Please lay out the records as a two-column CSV with columns entry and result, one row per record, starting at the line containing "[point] every instance of the galvanized" and ending at the end of the records. Put each record's text and its answer in one quoted field apiece, with line breaks turned into spaces.

- RECORDS PROVIDED:
★ ★ ★ ★ ★

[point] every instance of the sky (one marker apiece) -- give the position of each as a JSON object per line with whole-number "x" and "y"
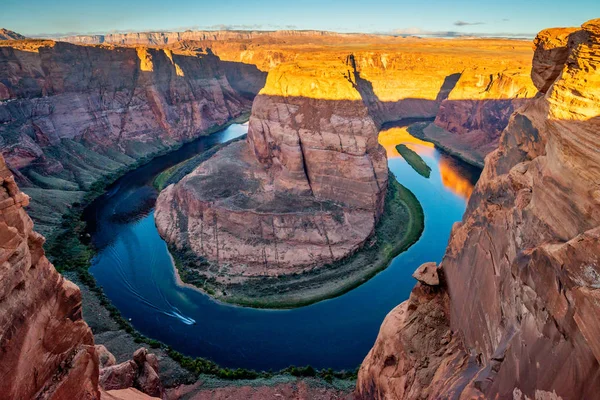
{"x": 53, "y": 18}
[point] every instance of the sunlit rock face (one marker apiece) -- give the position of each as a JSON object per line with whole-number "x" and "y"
{"x": 313, "y": 133}
{"x": 521, "y": 270}
{"x": 46, "y": 349}
{"x": 305, "y": 189}
{"x": 70, "y": 115}
{"x": 470, "y": 121}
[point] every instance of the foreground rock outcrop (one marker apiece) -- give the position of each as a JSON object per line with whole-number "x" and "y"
{"x": 470, "y": 121}
{"x": 304, "y": 190}
{"x": 46, "y": 349}
{"x": 516, "y": 311}
{"x": 71, "y": 115}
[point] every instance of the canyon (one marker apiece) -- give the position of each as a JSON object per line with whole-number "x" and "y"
{"x": 73, "y": 115}
{"x": 47, "y": 350}
{"x": 511, "y": 311}
{"x": 304, "y": 190}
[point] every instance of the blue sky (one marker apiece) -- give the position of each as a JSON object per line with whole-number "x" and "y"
{"x": 508, "y": 17}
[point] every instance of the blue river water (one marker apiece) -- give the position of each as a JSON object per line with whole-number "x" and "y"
{"x": 136, "y": 272}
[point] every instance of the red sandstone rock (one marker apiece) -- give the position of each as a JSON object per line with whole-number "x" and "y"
{"x": 141, "y": 372}
{"x": 522, "y": 268}
{"x": 46, "y": 349}
{"x": 305, "y": 190}
{"x": 120, "y": 376}
{"x": 105, "y": 357}
{"x": 478, "y": 109}
{"x": 427, "y": 274}
{"x": 70, "y": 115}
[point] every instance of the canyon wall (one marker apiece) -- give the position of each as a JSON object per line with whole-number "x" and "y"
{"x": 5, "y": 34}
{"x": 164, "y": 38}
{"x": 306, "y": 189}
{"x": 514, "y": 311}
{"x": 70, "y": 115}
{"x": 471, "y": 119}
{"x": 46, "y": 349}
{"x": 470, "y": 87}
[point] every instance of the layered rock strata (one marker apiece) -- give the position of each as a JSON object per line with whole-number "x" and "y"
{"x": 70, "y": 115}
{"x": 519, "y": 282}
{"x": 306, "y": 188}
{"x": 46, "y": 349}
{"x": 469, "y": 122}
{"x": 6, "y": 34}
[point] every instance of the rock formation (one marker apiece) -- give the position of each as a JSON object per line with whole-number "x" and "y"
{"x": 5, "y": 34}
{"x": 164, "y": 38}
{"x": 470, "y": 121}
{"x": 46, "y": 349}
{"x": 516, "y": 311}
{"x": 70, "y": 115}
{"x": 306, "y": 188}
{"x": 141, "y": 373}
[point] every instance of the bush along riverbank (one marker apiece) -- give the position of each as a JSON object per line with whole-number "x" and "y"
{"x": 71, "y": 252}
{"x": 400, "y": 226}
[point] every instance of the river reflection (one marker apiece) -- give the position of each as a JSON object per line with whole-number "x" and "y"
{"x": 135, "y": 269}
{"x": 455, "y": 175}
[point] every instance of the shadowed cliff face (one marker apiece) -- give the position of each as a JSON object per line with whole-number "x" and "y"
{"x": 46, "y": 349}
{"x": 517, "y": 301}
{"x": 73, "y": 114}
{"x": 306, "y": 189}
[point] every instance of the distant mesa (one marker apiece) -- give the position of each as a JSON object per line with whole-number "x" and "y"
{"x": 5, "y": 34}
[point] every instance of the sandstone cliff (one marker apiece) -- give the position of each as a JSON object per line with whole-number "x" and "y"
{"x": 469, "y": 122}
{"x": 46, "y": 349}
{"x": 306, "y": 188}
{"x": 5, "y": 34}
{"x": 515, "y": 312}
{"x": 163, "y": 38}
{"x": 70, "y": 115}
{"x": 471, "y": 87}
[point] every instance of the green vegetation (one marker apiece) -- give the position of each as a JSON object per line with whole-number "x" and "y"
{"x": 200, "y": 366}
{"x": 69, "y": 250}
{"x": 414, "y": 160}
{"x": 399, "y": 227}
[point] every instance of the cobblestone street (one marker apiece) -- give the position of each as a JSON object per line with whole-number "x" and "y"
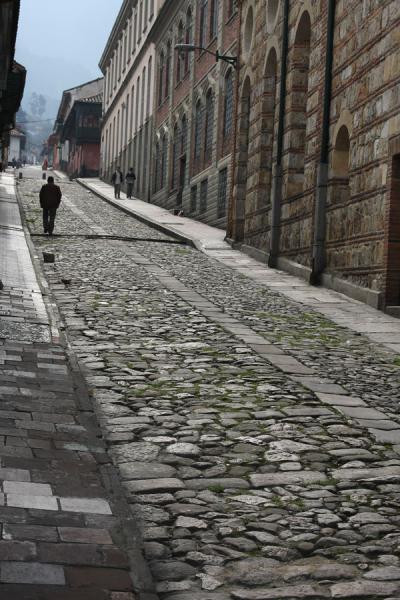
{"x": 257, "y": 442}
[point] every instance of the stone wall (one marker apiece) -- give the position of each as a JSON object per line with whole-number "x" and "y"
{"x": 364, "y": 117}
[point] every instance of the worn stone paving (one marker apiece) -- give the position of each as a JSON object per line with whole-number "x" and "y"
{"x": 60, "y": 511}
{"x": 257, "y": 442}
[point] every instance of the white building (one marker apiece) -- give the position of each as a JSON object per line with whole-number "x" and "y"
{"x": 128, "y": 67}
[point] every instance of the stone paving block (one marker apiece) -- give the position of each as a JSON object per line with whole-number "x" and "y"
{"x": 279, "y": 593}
{"x": 155, "y": 485}
{"x": 85, "y": 535}
{"x": 225, "y": 483}
{"x": 386, "y": 437}
{"x": 15, "y": 474}
{"x": 340, "y": 400}
{"x": 27, "y": 489}
{"x": 17, "y": 550}
{"x": 290, "y": 478}
{"x": 113, "y": 579}
{"x": 29, "y": 532}
{"x": 361, "y": 412}
{"x": 39, "y": 573}
{"x": 35, "y": 425}
{"x": 378, "y": 474}
{"x": 86, "y": 505}
{"x": 364, "y": 589}
{"x": 42, "y": 502}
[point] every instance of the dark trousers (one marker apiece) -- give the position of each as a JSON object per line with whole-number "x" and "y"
{"x": 49, "y": 216}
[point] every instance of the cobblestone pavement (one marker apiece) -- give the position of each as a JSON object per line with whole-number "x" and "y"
{"x": 60, "y": 512}
{"x": 258, "y": 442}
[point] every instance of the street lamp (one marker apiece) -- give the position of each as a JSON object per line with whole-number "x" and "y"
{"x": 232, "y": 60}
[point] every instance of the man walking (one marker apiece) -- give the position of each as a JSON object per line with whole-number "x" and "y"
{"x": 130, "y": 179}
{"x": 117, "y": 179}
{"x": 50, "y": 198}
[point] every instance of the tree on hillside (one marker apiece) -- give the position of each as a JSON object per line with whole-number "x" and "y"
{"x": 37, "y": 104}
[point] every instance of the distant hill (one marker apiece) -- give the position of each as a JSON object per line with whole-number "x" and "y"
{"x": 50, "y": 77}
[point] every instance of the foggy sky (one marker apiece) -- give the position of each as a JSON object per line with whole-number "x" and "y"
{"x": 60, "y": 42}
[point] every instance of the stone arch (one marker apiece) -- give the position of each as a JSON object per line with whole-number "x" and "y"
{"x": 268, "y": 119}
{"x": 273, "y": 10}
{"x": 300, "y": 69}
{"x": 248, "y": 31}
{"x": 242, "y": 157}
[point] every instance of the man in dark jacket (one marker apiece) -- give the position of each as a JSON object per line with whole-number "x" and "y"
{"x": 117, "y": 179}
{"x": 50, "y": 198}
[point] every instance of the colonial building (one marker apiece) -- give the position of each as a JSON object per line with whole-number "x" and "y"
{"x": 128, "y": 67}
{"x": 194, "y": 106}
{"x": 12, "y": 74}
{"x": 17, "y": 145}
{"x": 317, "y": 153}
{"x": 74, "y": 146}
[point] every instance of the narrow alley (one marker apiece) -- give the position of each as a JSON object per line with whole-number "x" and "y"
{"x": 257, "y": 440}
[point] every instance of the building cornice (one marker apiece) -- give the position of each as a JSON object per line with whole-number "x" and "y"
{"x": 119, "y": 24}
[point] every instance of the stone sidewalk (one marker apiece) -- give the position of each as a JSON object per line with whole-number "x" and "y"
{"x": 377, "y": 326}
{"x": 64, "y": 520}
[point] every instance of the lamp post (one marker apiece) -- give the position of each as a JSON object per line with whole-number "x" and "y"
{"x": 232, "y": 60}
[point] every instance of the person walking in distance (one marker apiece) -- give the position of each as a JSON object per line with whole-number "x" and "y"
{"x": 117, "y": 179}
{"x": 130, "y": 179}
{"x": 50, "y": 198}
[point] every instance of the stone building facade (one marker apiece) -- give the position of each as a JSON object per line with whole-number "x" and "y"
{"x": 194, "y": 106}
{"x": 317, "y": 152}
{"x": 128, "y": 67}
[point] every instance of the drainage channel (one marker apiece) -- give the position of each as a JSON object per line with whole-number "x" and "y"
{"x": 119, "y": 238}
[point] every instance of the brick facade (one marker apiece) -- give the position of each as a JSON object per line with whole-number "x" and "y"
{"x": 192, "y": 150}
{"x": 361, "y": 217}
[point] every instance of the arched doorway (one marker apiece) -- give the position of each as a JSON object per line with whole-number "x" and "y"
{"x": 301, "y": 67}
{"x": 243, "y": 155}
{"x": 268, "y": 125}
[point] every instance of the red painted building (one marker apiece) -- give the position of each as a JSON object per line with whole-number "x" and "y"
{"x": 74, "y": 146}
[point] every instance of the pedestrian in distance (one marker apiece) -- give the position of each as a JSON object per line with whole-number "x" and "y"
{"x": 130, "y": 180}
{"x": 117, "y": 179}
{"x": 50, "y": 198}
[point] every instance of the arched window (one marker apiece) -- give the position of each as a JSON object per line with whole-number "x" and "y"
{"x": 167, "y": 70}
{"x": 203, "y": 22}
{"x": 189, "y": 36}
{"x": 161, "y": 70}
{"x": 164, "y": 157}
{"x": 341, "y": 154}
{"x": 209, "y": 125}
{"x": 183, "y": 135}
{"x": 228, "y": 104}
{"x": 180, "y": 57}
{"x": 214, "y": 8}
{"x": 157, "y": 168}
{"x": 175, "y": 153}
{"x": 198, "y": 124}
{"x": 149, "y": 73}
{"x": 301, "y": 70}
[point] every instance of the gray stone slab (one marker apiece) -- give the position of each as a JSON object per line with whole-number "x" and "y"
{"x": 225, "y": 483}
{"x": 316, "y": 384}
{"x": 361, "y": 412}
{"x": 288, "y": 478}
{"x": 86, "y": 505}
{"x": 155, "y": 485}
{"x": 386, "y": 437}
{"x": 375, "y": 473}
{"x": 364, "y": 589}
{"x": 33, "y": 573}
{"x": 340, "y": 400}
{"x": 385, "y": 424}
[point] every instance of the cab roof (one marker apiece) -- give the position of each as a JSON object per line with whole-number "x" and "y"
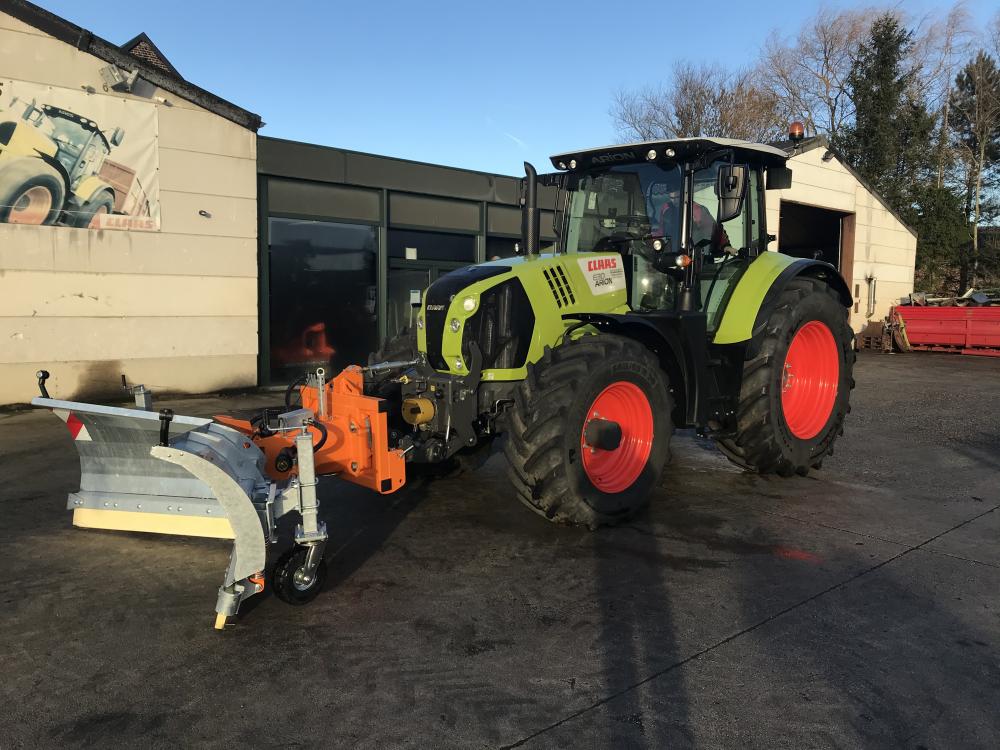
{"x": 684, "y": 148}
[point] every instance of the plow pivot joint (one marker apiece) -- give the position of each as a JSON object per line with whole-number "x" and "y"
{"x": 165, "y": 416}
{"x": 42, "y": 376}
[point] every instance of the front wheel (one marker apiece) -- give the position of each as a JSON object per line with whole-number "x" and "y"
{"x": 589, "y": 431}
{"x": 796, "y": 386}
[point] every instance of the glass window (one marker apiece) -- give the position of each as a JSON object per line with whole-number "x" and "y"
{"x": 500, "y": 247}
{"x": 722, "y": 248}
{"x": 322, "y": 295}
{"x": 409, "y": 244}
{"x": 609, "y": 209}
{"x": 406, "y": 289}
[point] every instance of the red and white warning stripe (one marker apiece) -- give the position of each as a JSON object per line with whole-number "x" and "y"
{"x": 77, "y": 429}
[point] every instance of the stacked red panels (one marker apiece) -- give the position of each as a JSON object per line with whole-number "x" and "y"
{"x": 969, "y": 330}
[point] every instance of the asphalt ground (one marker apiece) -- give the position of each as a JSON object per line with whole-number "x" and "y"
{"x": 858, "y": 607}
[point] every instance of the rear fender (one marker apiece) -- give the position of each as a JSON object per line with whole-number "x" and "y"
{"x": 666, "y": 336}
{"x": 758, "y": 290}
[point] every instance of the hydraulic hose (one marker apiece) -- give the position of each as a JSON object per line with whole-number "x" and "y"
{"x": 299, "y": 381}
{"x": 323, "y": 435}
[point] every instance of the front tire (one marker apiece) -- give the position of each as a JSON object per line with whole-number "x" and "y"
{"x": 796, "y": 388}
{"x": 589, "y": 432}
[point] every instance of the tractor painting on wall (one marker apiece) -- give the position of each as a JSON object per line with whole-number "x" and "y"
{"x": 62, "y": 159}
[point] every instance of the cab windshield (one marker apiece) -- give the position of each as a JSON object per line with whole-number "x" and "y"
{"x": 624, "y": 209}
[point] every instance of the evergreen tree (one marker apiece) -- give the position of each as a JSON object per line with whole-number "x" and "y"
{"x": 889, "y": 142}
{"x": 975, "y": 119}
{"x": 943, "y": 238}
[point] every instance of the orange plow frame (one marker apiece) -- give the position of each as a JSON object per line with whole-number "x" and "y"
{"x": 357, "y": 443}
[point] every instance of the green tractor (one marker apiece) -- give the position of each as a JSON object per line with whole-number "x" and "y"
{"x": 661, "y": 309}
{"x": 50, "y": 167}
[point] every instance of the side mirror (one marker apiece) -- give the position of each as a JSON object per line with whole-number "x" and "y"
{"x": 779, "y": 178}
{"x": 731, "y": 188}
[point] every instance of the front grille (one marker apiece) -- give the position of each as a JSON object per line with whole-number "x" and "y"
{"x": 562, "y": 292}
{"x": 438, "y": 300}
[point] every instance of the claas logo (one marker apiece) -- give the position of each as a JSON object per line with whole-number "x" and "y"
{"x": 601, "y": 264}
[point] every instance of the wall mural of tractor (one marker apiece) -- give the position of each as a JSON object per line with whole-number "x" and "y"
{"x": 55, "y": 168}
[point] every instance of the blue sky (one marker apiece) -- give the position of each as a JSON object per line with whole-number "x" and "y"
{"x": 477, "y": 85}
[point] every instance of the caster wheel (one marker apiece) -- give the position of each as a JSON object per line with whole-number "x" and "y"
{"x": 290, "y": 584}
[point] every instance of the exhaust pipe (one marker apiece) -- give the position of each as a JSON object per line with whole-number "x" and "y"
{"x": 529, "y": 212}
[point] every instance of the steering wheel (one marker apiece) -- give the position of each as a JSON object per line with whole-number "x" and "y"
{"x": 613, "y": 242}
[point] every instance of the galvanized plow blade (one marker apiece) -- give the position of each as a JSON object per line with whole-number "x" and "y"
{"x": 206, "y": 481}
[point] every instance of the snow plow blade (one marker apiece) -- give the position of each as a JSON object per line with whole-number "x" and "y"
{"x": 172, "y": 474}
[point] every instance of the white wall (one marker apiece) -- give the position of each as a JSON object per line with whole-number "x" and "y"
{"x": 175, "y": 309}
{"x": 883, "y": 247}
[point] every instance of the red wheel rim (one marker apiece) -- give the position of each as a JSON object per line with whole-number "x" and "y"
{"x": 616, "y": 470}
{"x": 809, "y": 380}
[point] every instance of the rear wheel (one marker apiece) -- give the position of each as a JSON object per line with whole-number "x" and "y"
{"x": 590, "y": 431}
{"x": 31, "y": 192}
{"x": 796, "y": 388}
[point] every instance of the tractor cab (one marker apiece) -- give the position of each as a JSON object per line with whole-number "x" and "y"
{"x": 686, "y": 214}
{"x": 82, "y": 147}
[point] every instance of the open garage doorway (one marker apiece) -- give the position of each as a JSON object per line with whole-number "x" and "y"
{"x": 820, "y": 233}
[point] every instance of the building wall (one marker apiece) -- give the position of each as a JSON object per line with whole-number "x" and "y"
{"x": 883, "y": 246}
{"x": 175, "y": 308}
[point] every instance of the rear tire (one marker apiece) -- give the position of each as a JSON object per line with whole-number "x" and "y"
{"x": 779, "y": 429}
{"x": 552, "y": 408}
{"x": 31, "y": 192}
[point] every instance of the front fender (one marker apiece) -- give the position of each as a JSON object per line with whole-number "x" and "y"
{"x": 757, "y": 293}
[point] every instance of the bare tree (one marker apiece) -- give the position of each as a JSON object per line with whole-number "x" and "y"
{"x": 975, "y": 118}
{"x": 809, "y": 76}
{"x": 700, "y": 100}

★ ★ ★ ★ ★

- WRITTEN RESPONSE:
entry,result
"[point] every instance of the galvanized plow blade (one marker apiece) -- give the position of each as a JSON object per line with whole-number ""x"" and ""y""","{""x"": 206, ""y"": 481}"
"[point] every instance of the snow plow blade (one marker apiece) -- give the position of each as a JSON object per line with whole-number ""x"" and ""y""","{""x"": 172, ""y"": 474}"
"[point] every instance of the white wall (one marker apiece) -- give the position of each as a JSON object per line with whole-number ""x"" and ""y""","{""x"": 175, ""y"": 309} {""x"": 883, ""y"": 247}"
"[point] every instance of the red wheel rim (one marker apiece) -- give the position of each as a JSON object per line with whole-number ""x"" and ""y""","{""x"": 616, ""y"": 470} {""x"": 809, ""y"": 380}"
"[point] every instance of the rear wheel (one marker apiece) -- give the position of each as a JSON object per line with whole-number ""x"" and ""y""","{""x"": 590, ""y"": 431} {""x"": 31, ""y"": 192} {""x"": 796, ""y"": 388}"
"[point] every instance of the tractor cab (one marker apiece) -- give the position of each as a JSON object per line with whole-number ""x"" and ""y""","{""x"": 686, ""y"": 214} {""x"": 82, ""y"": 147}"
"[point] every instance of the open garage doorway (one marker apiece) -- give the position of each as a JSON object per line with whole-number ""x"" and ""y""","{""x"": 820, ""y"": 233}"
"[point] every instance of the building wall (one marker apiece) -- give the position of each as a JSON object per line with whole-number ""x"" and ""y""","{""x"": 883, ""y"": 246} {""x"": 175, ""y"": 308}"
"[point] every instance of the rear tire (one marker apiece) -- give the position of each as a JSON object per line with whole-number ""x"" and ""y""","{""x"": 779, ""y"": 429} {""x"": 552, ""y"": 408} {""x"": 31, ""y"": 192}"
"[point] every instance of the front fender (one marker apiece) -- give the position of each as a JSON object per line with whole-number ""x"" and ""y""","{""x"": 757, ""y"": 293}"
"[point] every instance of the bare tree (one marker apiece) -- give the position of each as a JSON object per line with whole-number ""x"" and ""y""","{""x"": 975, ""y"": 118} {""x"": 809, ""y"": 76} {""x"": 700, ""y"": 100}"